- WRITTEN TASK -
Repeat the records word for word, starting with the line that contains "Check that every instance of the charred" and going on through the last line of the records.

- WORKING DATA -
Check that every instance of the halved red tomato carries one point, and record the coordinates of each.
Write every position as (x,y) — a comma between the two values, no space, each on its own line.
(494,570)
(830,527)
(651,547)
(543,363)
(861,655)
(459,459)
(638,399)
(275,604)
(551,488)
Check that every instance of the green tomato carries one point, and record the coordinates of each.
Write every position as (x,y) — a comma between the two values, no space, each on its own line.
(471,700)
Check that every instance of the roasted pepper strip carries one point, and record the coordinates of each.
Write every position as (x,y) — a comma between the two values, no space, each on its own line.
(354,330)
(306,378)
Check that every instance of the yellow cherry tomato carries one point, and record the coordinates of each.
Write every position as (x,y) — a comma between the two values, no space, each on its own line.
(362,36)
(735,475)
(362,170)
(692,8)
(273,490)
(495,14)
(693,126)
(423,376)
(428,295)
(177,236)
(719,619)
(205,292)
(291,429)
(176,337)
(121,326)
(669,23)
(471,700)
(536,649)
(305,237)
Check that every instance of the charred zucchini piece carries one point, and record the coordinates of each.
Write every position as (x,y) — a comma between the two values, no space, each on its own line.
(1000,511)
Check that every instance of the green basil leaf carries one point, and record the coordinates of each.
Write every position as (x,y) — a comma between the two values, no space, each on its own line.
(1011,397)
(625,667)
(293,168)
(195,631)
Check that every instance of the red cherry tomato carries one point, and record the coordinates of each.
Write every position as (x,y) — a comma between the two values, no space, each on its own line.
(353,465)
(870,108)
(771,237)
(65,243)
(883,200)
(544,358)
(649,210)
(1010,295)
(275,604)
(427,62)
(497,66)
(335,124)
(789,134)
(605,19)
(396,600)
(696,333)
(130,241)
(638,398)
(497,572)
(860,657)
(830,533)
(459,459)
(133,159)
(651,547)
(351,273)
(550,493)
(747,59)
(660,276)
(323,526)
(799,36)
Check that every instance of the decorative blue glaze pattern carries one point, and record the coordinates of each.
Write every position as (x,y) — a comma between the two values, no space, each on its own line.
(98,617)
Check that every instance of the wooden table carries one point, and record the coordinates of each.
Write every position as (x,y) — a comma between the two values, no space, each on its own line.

- SOLUTION TO THIS TASK -
Check that every instance of the charred zucchini piece carries one point, and record the coordinates of each.
Write every position as (x,y) — a comma between the two values, no space, each on its own line.
(1000,511)
Check that every instance of the green basil leaf carries one point, and record the coordinates of each.
Write every position as (x,y) — a comma between the two values, no space, each on its own line.
(1011,397)
(625,667)
(293,168)
(195,631)
Check that every instance of the red cherry tomato carries one point, and record the coordinates of each.
Write every position as (x,y) — a comma between the two values, no space, each on its own line.
(353,465)
(870,108)
(771,237)
(65,243)
(883,200)
(544,358)
(649,210)
(1010,295)
(275,604)
(427,62)
(497,66)
(335,124)
(789,134)
(605,19)
(396,600)
(696,333)
(130,241)
(638,398)
(497,572)
(860,657)
(830,533)
(459,459)
(133,159)
(651,547)
(351,273)
(550,493)
(747,59)
(660,276)
(323,526)
(799,36)
Check that every instance of the decorative blue glaze pattern carries one point, and record the coordinates of each.
Write every position as (x,y) — a comma between the two values, no space, each on its own line.
(98,617)
Check that every instance of the wooden table carries one point, and record the coordinates of each.
Write every position as (x,y) — a comma between the two values, no space, each on its own line.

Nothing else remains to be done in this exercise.